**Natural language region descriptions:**

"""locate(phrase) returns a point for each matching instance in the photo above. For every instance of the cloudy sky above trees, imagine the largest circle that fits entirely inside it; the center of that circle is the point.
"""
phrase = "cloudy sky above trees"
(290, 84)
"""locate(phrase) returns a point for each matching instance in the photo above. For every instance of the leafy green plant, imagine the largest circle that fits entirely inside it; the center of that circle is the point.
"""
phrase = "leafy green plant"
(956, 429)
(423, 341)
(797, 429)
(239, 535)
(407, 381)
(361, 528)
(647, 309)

--

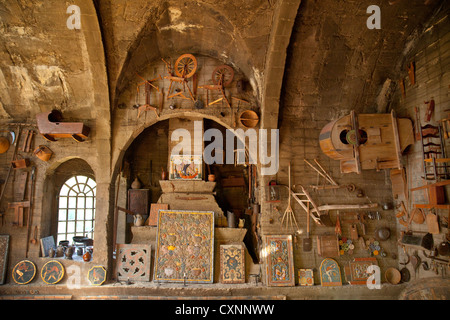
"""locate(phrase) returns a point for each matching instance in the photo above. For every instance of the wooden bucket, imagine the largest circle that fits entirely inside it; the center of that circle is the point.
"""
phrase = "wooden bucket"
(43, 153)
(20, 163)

**ACTIVITY:** Search term "point": return each line of the data that contains it.

**FINISHED EXERCISE:**
"""locate(phrase) returns a point for each matching instance in the photo above. For every instance of the cloudy sky above trees, imagine the largest circle that fits entirely inside it; the center of that circle is the point.
"""locate(phrase) returns a point for each matching instance in the photo above. For every instance of the leafy green plant, imagine the largest circle that fits entirely inside it; the center of that circle is the point.
"""locate(phrase) returns a point for each matching instance in the photo above. For every instance of the wooden bucket, imagine the largest circle that fits entirely inside it; the center of that circle is the point.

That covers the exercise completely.